Provided text -
**********

Abstract:
A combination fuse injector and ejector for cartridge type fuses includes a molded plastic open top receptacle, or shroud, having protective peripheral walls, a bottom wall and a hinged cover. The bottom wall includes an opening adjacent each end of the receptacle through which conventional fuse holding contact clips rigidly attached to a mounting surface can enter the receptacle. The bottom wall includes an integral external pedestal which provides a loosely coupled captive mounting for the receptacle on the mounting surface. The bottom wall of the shroud also includes a fuse-ejecting internal surface extending between the pair of contact clips whereby the fuse may be ejected from the clips by a lifting of the shroud on its loosely captive pedestal. The cover includes an integral class for lightly gripping the fuse to retain it during the ejection operation and to accept a replacement fuse for injection into the clips. The cover with the replacement fuse held in the claw is closed on the shroud and the entire assembly is returned to a mounted position on the mounting surface whereby the fuse is forced into the mounting clips.

Description:
CROSS REFERENCE TO RELATED APPLICATIONS 
     Subject matter shown and described but not claimed herein is shown, described and claimed in a copending application of Ralph M. Levy, Ser. No. 438,369, filed on Jan. 31, 1974, now abandoned, and assigned to the same assignee as the present application. 
     BACKGROUND OF THE INVENTION 
     1. Field Of The Invention 
     This invention relates to an improved fuse ejector and, more particularly, to a fuse ejector and injector for cartridge type fuses. 
     2. Description Of The Prior Art 
     Many different types of devices have been proposed in the prior art for inserting cartridge type fuses into and/or ejecting such fuses from conventional fuse retaining spring clips mounted in a fixed spaced apart relationship on a fuse support, such as a printed circuit, or PC, board. One such known device employes a &#34;dedicated&#34; plastic tool having finger gripping portions at one end and a C-shaped fuse holder configuration at its other end. Such a tool must first have its C-shaped end forced over an end of the unmounted fuse and subsequently positioned on a center portion of the fuse. The fuse may then be mounted in the customary manner in the spaced spring clips by gripping the tool at the finger gripping portions and forcing the ends of the fuse into a support relationship with the spring clips. In order to remove the installed fuse from its supporting clips, a fuse removing force may be applied by grasping the tool at the finger portions and pulling against the restraining force of the clips until the fuse is free of the clips. Such a tool is, at best, inconvenient to use. Additionally, because of slippage between the tool and the body of the fuse, difficulty has been experienced in inserting the fuse properly between the spaced clip contacts.

**********

Supplied material -
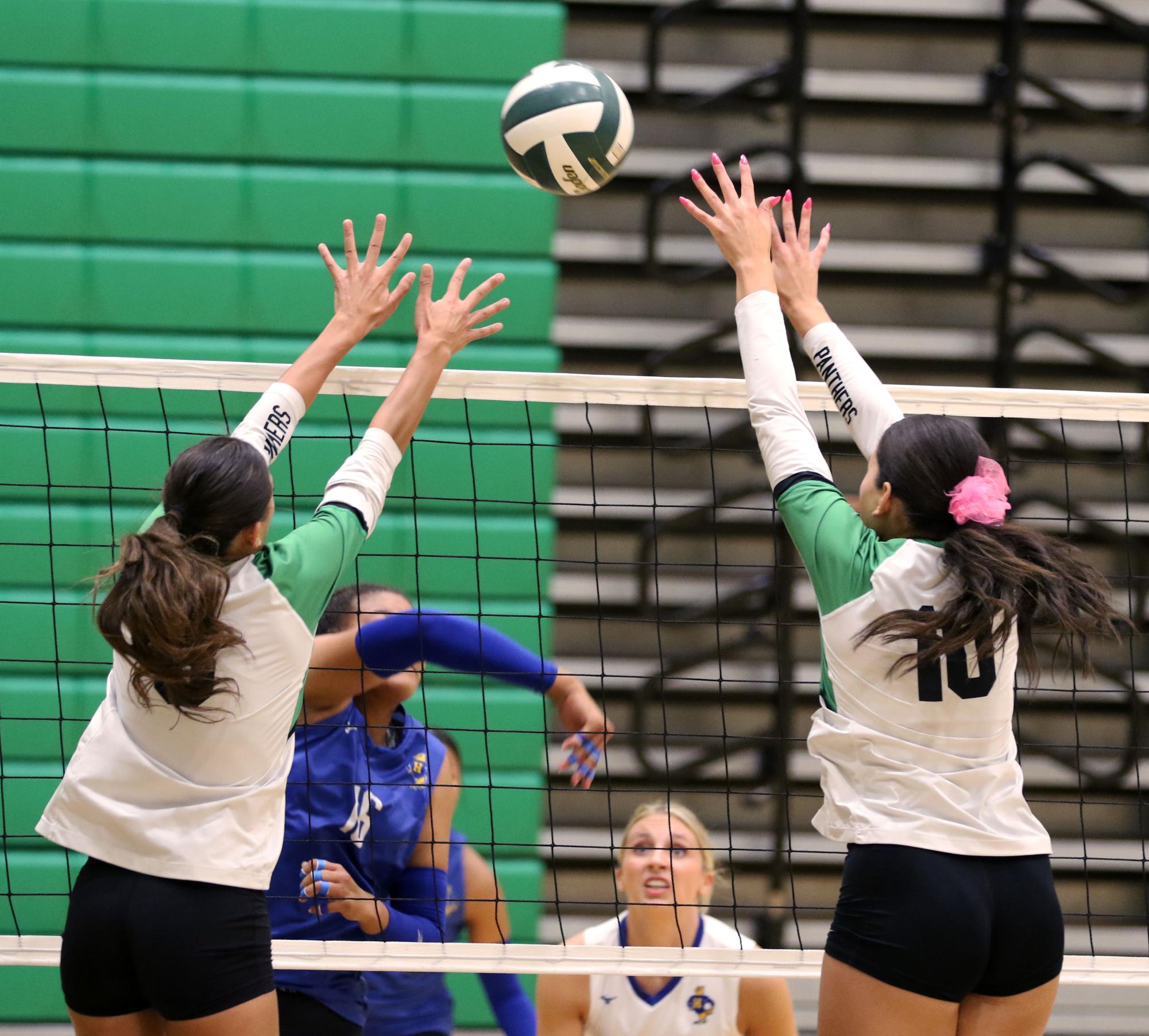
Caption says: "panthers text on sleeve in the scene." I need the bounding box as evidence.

**********

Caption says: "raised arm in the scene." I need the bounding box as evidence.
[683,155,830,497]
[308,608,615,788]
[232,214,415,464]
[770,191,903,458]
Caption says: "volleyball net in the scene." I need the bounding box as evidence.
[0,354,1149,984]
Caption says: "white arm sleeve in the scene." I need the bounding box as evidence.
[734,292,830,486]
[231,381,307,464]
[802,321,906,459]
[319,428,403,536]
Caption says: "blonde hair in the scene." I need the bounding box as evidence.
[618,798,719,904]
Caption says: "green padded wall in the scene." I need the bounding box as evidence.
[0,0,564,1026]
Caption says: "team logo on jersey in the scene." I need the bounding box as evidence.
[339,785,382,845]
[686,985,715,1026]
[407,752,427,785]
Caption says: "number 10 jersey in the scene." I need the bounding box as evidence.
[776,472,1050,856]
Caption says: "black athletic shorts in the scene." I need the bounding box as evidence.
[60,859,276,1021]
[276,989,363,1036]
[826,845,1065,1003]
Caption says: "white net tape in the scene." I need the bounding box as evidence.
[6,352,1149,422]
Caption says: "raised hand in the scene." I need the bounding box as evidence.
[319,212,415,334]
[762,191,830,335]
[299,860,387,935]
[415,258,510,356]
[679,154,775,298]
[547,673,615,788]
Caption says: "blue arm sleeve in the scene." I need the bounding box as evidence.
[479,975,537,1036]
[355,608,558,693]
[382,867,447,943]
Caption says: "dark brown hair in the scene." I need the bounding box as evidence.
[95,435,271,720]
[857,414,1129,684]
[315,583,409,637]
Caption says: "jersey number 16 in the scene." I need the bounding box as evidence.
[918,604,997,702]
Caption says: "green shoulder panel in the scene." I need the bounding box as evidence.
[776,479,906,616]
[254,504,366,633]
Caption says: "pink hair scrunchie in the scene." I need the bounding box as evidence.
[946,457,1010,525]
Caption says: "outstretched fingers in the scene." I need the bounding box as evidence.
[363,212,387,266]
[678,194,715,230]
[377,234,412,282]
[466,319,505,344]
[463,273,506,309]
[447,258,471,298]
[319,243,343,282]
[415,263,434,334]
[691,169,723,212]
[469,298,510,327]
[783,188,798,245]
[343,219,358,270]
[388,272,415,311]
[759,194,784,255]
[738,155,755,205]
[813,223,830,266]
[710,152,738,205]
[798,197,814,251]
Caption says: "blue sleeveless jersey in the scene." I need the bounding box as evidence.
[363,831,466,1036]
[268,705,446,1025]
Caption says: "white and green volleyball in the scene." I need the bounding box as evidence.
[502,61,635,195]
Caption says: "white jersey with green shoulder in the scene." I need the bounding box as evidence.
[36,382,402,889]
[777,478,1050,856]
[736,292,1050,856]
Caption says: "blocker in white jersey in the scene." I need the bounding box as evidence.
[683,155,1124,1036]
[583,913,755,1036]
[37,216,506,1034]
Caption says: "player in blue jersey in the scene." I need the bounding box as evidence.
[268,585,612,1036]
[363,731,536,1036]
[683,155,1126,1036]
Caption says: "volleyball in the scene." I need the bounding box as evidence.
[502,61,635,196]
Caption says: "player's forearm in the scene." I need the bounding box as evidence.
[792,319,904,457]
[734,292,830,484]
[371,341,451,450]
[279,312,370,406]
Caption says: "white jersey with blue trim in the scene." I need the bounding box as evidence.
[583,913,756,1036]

**********

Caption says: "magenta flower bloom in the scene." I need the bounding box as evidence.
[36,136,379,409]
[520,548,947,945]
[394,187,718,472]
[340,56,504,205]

**********

In the fuse ejector text, what example does it give of a fuse support on which the spring clips are mounted?

Correct answer - A printed circuit, or PC, board.